## Aim
Please reproduce every line of the records below verbatim, leaving out the pictures.

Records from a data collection

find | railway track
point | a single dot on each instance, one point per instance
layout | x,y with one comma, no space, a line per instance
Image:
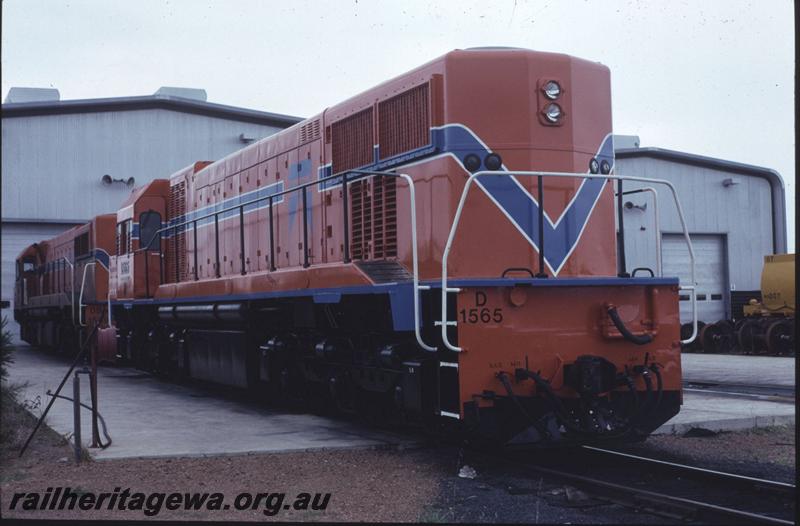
772,393
688,494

## Result of the exercise
find | railway track
point | a single dot on each instance, one point per instance
layout | x,y with one comma, no space, a line per instance
Image:
772,393
688,494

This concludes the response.